◆ Objective
The entries below should be quoted exactly, with no pictures carried over.

(Pointing and labeling entries)

▼

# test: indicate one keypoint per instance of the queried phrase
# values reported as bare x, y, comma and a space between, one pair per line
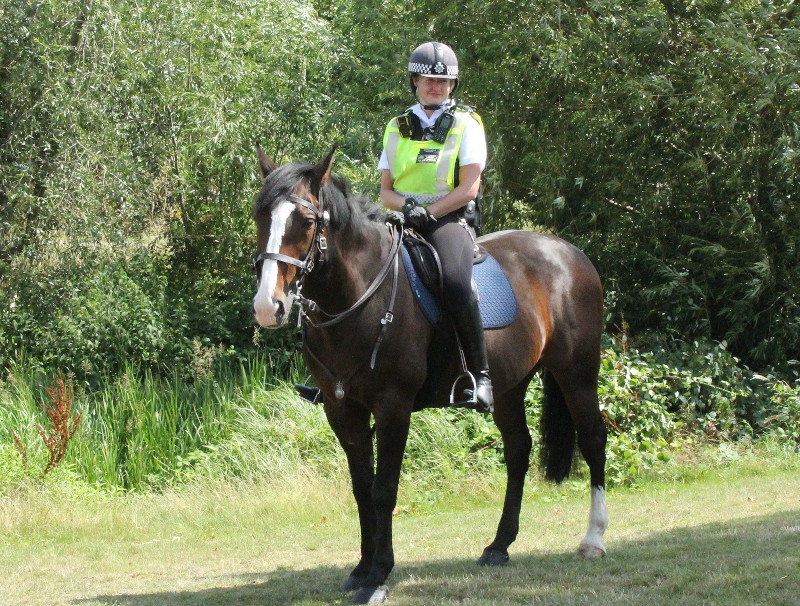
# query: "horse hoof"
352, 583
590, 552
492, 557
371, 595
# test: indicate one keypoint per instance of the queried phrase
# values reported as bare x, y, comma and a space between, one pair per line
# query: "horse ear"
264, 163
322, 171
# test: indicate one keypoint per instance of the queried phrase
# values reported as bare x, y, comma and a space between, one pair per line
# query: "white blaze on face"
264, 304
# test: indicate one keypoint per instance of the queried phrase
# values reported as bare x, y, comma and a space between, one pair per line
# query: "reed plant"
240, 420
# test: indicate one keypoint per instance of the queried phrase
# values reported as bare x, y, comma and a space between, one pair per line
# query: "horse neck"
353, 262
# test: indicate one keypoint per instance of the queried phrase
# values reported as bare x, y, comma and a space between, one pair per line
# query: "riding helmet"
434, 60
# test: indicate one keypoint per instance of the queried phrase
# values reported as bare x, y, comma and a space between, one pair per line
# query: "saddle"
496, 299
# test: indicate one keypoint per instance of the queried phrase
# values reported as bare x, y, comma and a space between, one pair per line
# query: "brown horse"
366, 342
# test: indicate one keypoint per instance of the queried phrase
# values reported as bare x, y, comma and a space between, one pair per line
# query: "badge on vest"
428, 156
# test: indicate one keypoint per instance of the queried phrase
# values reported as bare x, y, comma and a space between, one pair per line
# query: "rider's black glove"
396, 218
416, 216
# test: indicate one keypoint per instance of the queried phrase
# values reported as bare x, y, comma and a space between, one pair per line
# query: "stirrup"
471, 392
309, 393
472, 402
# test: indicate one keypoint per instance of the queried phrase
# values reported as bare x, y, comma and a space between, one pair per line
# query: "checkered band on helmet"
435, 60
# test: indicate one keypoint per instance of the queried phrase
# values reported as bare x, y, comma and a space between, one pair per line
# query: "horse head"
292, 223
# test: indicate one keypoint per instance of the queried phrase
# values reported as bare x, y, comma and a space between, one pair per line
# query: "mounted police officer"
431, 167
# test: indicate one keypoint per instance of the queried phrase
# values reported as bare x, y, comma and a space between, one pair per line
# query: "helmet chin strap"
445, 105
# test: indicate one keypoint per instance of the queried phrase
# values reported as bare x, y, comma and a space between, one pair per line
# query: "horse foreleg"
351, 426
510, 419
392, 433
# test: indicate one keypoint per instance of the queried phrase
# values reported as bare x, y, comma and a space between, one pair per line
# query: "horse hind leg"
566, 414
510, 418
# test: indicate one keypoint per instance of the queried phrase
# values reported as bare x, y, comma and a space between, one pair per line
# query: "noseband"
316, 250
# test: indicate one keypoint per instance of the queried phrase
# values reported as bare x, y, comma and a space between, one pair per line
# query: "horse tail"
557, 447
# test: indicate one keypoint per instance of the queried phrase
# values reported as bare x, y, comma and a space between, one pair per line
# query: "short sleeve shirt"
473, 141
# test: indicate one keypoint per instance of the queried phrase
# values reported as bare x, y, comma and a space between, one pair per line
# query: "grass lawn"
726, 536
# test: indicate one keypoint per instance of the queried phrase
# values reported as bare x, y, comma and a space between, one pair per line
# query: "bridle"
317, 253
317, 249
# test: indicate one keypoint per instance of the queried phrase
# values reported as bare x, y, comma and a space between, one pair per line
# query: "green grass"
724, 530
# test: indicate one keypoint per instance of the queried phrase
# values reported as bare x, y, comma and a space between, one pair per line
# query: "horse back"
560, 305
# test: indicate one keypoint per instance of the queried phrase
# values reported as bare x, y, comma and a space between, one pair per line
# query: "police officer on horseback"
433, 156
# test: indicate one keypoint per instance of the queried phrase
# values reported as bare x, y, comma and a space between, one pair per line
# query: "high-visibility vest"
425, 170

▲

◆ The completed task
# test: indicate one keypoint per instance of the queried phrase
# values reported as bare x, y, comma and a space between, one pair per line
# query: "horse hoof"
352, 583
590, 552
492, 557
371, 595
# test: indicate one keypoint per instance of the queried phrase
# values reported as bare x, y, comma and a space between, one pair per line
# query: "horse ear"
264, 163
322, 171
# test: indicate one keypoint per instance of the queried phrase
# values reported as bare x, y, comma and a space between, one pair per line
# query: "white blaze on face"
264, 304
# test: indicate one keypoint per instance of the queried phrase
# values reported as bare x, y, comma and a space between, one pair per line
# query: "reed plant"
240, 420
# test: indicate one keypoint per instance of the queried phrase
# values reported as bare x, y, comma and a space between, one pair per line
# query: "horse neck"
353, 262
# test: indicate one keypoint per instance of the queried phrase
# values reported as bare x, y, comma and a space between, one pair per line
# query: "riding helmet"
434, 60
# test: indicate one keypoint per instance of the queried phrase
# values reported as bare x, y, comma and a space between, one pair per line
# query: "saddle"
496, 299
# test: indicate one keypoint per instance of the queried phrase
# values reported as bare x, y, comma and a space between, one pair per line
# query: "brown horse"
366, 342
# test: indicate one keypoint per instance of the queried phrase
# values reported as bare x, y, comma and a space between, one pair per line
# query: "badge on vest"
428, 156
# test: indicate one keypoint per instance of the queried phrase
# values reported as bare x, y, comma and a space between, one pair per line
# query: "rider's black glove"
396, 218
416, 216
# test: indicate one keypoint per instance of the queried phrase
# values reported as bare x, y, comma and a space between, one pair per line
# query: "stirrup"
471, 392
309, 393
472, 402
# test: indicate one keypoint per instance of the queried phrase
# values reported as bare x, y, comma and a space between, one pair per line
# query: "checkered band on helmet"
435, 60
# test: indicate one keypoint per instance of the queried phrase
# values reported as bare x, y, comma and a space between, one pair per line
# query: "horse head"
292, 223
# test: indicate one keypoint per instance of the queried phrase
# values reported as bare x, y, comma and a space between, one pair per line
# query: "mounted police officer"
431, 167
# test: indicate one keypoint per instance of the queried phrase
# values reported as bare x, y, comma and a space between, one pair per line
# query: "helmet chin strap"
445, 105
# test: indicate one keypoint per instance of the queried phrase
# values reported as bare x, y, comma and a space between, one pair per line
# query: "horse foreleg"
351, 426
510, 419
392, 433
# test: indicate one keypoint per instance of the queried phrase
# values reported as bare x, y, comma and a space between, one pair per line
# query: "horse hind leg"
566, 414
510, 418
# test: indicate one keypoint per instance of the queried phrase
# values reported as bare x, y, comma and a space between, one pair per line
# query: "noseband"
316, 250
# test: indicate one keypoint per instance of the queried phrase
# values reported as bare x, y, comma and a space between, one pair per line
# query: "horse tail"
557, 447
# test: indicate one keypoint per instance of the queried phrase
# values reported as bare x, y, comma and a space between, one pair per line
# query: "short sleeve shirt"
473, 141
# test: indicate one keypoint per instance of the queried phrase
# values reported as bare x, y, comma and a space between, one pair per line
# query: "grass lawn"
726, 536
# test: indicate one keypoint per instance of the queried phrase
# values reported as bare x, y, comma and a space between, one pair per line
# query: "bridle"
317, 253
317, 249
# test: indicate one keypoint per instance of the queried phrase
# values reported as bare x, y, comma and a space between, one pair per line
# query: "green grass"
724, 530
# test: indicate one keypoint per instance of the queried phrase
# values reported as bare x, y, comma and a space between, one pair per line
# query: "horse back"
560, 305
# test: indicate one keypoint per instance of the queried phrase
# values reported as bare x, y, comma and a space between, one pair per line
# query: "police officer on horseback"
433, 156
# test: indicate one keypoint per instance of the queried phrase
# values reported as bare x, y, comma and a space between, one pair per line
# query: "high-visibility vest"
425, 170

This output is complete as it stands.